:: Exercise prompt ::
Swap "shelf-audit log" for "inventory log" throughout the data, and write out all the data again with no other changes.

[Source records]
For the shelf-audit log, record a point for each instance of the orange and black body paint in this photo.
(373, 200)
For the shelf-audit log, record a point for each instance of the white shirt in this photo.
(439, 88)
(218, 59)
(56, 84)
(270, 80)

:: Expected answer ::
For the inventory log, record a point for each instance of the orange and black body paint in this photo.
(373, 200)
For the inventory log, record a point for each instance of the white shirt in this photo.
(439, 88)
(218, 59)
(56, 84)
(270, 80)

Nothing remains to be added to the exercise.